| Excerpt |
========

Q. What does the PCTC Special Cargo Team do?

The PCTC Special Cargo Team is actually new to the Glovis family, having been formed just this last January. We think of ourselves as the superheroes of Hyundai Glovis’s special cargo business, entrusted with taking it to unprecedented heights. We sell and run shipping services for cars, heavy machinery, break bulk, military cargo, and other types of special cargo. We’re all about finding new consignors in growing industries who will be a staple of the Shipping Business Group.

Q. How would you describe your own job?

I oversee spot sales of break bulk shipping, and draw up special cargo sales and pricing policies. I also do logistics support for Hyundai Glovis subsidiaries’ break bulk shipping and sea logistics support for small and medium-sized companies. In short, I would describe myself as a sales professional who provides break bulk shipping services to both internal and external customers.

Q. What is the difference between shipping cars and shipping special cargo?

The distinct difference is that special cargo can’t be driven the way cars can. A roll trailer is used to lift special cargo up, then a vehicle called a tug master is used to tug that cargo onto the ship. Special cargo is a lot more expensive to ship than cars, which means more revenue for us. But this is massive, heavy cargo that requires special procedures like pre-loading safety inspection and meticulously designed loading arrangements.

Hyundai Glovis transports special cargo safely using specialized logistics equipment.

========

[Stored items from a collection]
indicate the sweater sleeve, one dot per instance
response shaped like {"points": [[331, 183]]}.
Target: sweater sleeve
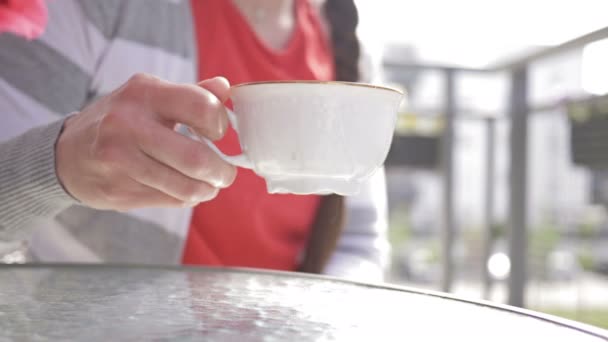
{"points": [[29, 187], [363, 248]]}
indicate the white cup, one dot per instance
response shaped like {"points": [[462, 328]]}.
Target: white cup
{"points": [[308, 137]]}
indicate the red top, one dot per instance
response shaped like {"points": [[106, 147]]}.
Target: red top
{"points": [[244, 225]]}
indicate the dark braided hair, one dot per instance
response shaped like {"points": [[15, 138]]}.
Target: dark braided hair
{"points": [[343, 18]]}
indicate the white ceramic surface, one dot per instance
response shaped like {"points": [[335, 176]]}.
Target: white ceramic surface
{"points": [[314, 137]]}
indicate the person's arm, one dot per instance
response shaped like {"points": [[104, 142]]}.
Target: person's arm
{"points": [[120, 152], [29, 187], [363, 248]]}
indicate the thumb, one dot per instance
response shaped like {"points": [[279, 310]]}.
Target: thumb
{"points": [[218, 86]]}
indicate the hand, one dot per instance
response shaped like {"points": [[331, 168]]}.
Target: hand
{"points": [[122, 152]]}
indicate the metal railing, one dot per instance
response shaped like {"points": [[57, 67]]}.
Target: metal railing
{"points": [[518, 114]]}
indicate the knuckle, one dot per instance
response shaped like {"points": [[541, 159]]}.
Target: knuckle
{"points": [[196, 162], [110, 193], [136, 86], [140, 78], [196, 191], [107, 154], [230, 175]]}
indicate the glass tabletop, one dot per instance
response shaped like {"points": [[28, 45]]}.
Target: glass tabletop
{"points": [[185, 303]]}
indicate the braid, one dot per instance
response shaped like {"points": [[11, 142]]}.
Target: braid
{"points": [[343, 19]]}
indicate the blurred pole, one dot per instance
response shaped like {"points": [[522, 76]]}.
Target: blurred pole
{"points": [[518, 186], [447, 165], [488, 240]]}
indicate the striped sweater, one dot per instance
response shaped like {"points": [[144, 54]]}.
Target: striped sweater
{"points": [[89, 49]]}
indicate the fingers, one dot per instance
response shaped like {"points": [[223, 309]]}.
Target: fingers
{"points": [[218, 86], [189, 104], [190, 158], [149, 172]]}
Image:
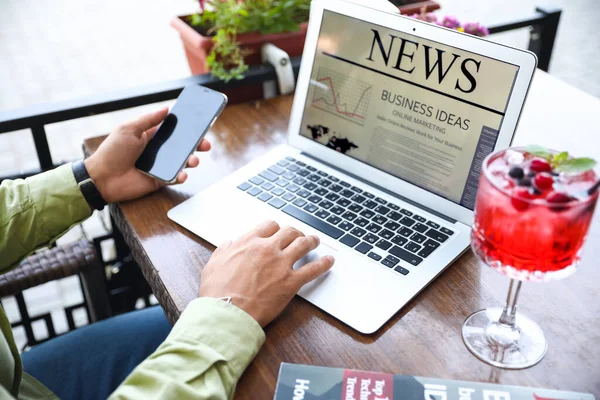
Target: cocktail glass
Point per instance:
(528, 234)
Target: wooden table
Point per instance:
(424, 338)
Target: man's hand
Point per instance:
(256, 270)
(112, 166)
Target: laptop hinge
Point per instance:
(399, 197)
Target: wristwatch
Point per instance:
(87, 186)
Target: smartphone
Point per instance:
(180, 133)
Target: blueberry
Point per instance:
(535, 191)
(516, 172)
(524, 182)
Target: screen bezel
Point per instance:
(525, 60)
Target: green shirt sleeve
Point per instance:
(36, 211)
(202, 358)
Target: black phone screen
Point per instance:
(188, 121)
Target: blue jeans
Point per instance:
(92, 361)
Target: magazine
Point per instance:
(307, 382)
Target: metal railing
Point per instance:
(543, 27)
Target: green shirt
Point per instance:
(204, 355)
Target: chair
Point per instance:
(58, 262)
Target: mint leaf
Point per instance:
(560, 158)
(576, 165)
(538, 151)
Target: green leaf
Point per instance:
(196, 19)
(576, 165)
(560, 158)
(539, 151)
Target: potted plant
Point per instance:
(226, 35)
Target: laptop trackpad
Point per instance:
(322, 250)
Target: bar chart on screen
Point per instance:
(341, 95)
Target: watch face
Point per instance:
(91, 194)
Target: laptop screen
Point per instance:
(425, 112)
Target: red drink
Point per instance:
(530, 224)
(530, 231)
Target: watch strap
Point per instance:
(87, 186)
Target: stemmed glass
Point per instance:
(530, 224)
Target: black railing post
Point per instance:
(41, 147)
(543, 35)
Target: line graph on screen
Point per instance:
(341, 95)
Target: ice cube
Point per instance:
(512, 157)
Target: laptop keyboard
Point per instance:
(356, 218)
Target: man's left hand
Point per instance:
(112, 166)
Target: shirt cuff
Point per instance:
(58, 200)
(223, 327)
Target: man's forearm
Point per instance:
(36, 211)
(204, 356)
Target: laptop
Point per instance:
(391, 120)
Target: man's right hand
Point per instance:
(256, 270)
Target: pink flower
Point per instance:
(475, 28)
(450, 22)
(427, 17)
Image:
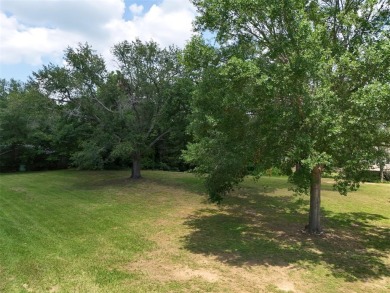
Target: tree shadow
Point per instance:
(255, 229)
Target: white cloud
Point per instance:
(136, 9)
(33, 31)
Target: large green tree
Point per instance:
(126, 112)
(302, 85)
(28, 124)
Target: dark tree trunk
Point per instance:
(314, 226)
(136, 169)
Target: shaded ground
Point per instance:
(70, 231)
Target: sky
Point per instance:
(36, 32)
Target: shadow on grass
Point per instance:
(256, 229)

========

| List of tasks |
• A. In the interview about the PCTC Special Cargo Team, what vehicle tugs special cargo onto the ship?
• B. Sum up the interview about the PCTC Special Cargo Team in three sentences.
• C. Repeat the part of the interview about the PCTC Special Cargo Team from "Q. What does" to "your own job?".
The records have nothing to do with the text.

| Results for the exercise |
• A. A tug master.

• B. The PCTC Special Cargo Team, formed this last January at Hyundai Glovis, sells and runs shipping services for cars, heavy machinery, break bulk, military cargo, and other special cargo. The interviewee oversees break bulk spot sales, draws up special cargo sales and pricing policies, and provides logistics support to Hyundai Glovis subsidiaries and to small and medium-sized companies. Unlike cars, special cargo can't be driven, so it is moved with a roll trailer and a tug master, brings in more revenue, and requires special procedures such as pre-loading safety inspection.

• C.
Q. What does the PCTC Special Cargo Team do?

The PCTC Special Cargo Team is actually new to the Glovis family, having been formed just this last January. We think of ourselves as the superheroes of Hyundai Glovis’s special cargo business, entrusted with taking it to unprecedented heights. We sell and run shipping services for cars, heavy machinery, break bulk, military cargo, and other types of special cargo. We’re all about finding new consignors in growing industries who will be a staple of the Shipping Business Group.

Q. How would you describe your own job?